MATERIAL FOR THE TASK ->
○ ○ ○ ○ ○ ○ ○
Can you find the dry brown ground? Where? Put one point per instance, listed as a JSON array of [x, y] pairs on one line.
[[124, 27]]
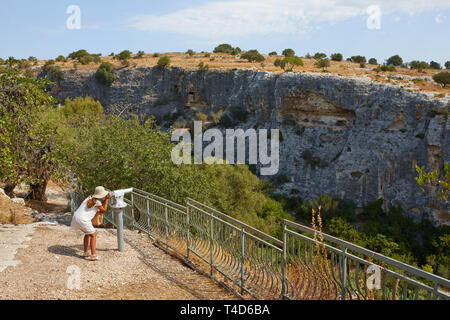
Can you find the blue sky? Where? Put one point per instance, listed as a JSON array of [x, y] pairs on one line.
[[416, 30]]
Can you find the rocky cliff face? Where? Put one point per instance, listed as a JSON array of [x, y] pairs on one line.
[[347, 137]]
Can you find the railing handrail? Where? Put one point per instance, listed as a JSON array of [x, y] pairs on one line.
[[237, 222], [406, 267]]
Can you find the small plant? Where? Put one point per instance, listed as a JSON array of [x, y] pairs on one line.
[[105, 74], [253, 56], [336, 57], [443, 78], [288, 53], [164, 62], [322, 63], [203, 66], [394, 61]]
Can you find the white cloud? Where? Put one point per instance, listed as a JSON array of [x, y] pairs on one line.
○ ○ ○ ○ ○ ○ ○
WRITTEN INSTRUCTION ->
Copy every row above word for word, leaving out the picture.

ANSWER FOR THE TASK ->
Can you find the dry brown ground? Where? Put one point per instance, listed as a JSON array of [x, y] pairs on one line.
[[124, 27]]
Can you find the blue sky? Where? Put one point per instance, listed as a JSON array of [x, y] pairs on one line.
[[416, 30]]
Can you find the rocky cliff face? Where? Put one point per instance, listed as a JSON array of [x, y] pairs on one line.
[[347, 137]]
Can you find the railing handrail? Where? Put one point per instance, listed as a JSON array of [x, y] pairs on one line.
[[237, 222], [406, 267]]
Can you find the small plant? Where? Put one point per instance, listed as a JSON array of [x, y] pairs on one line.
[[105, 74], [253, 56], [336, 57], [443, 78], [288, 53], [164, 62], [322, 63], [203, 66], [394, 61]]
Can you find the white cloud? Where? Put one point per instance, listed as a JSON array of [x, y] pairs on one line.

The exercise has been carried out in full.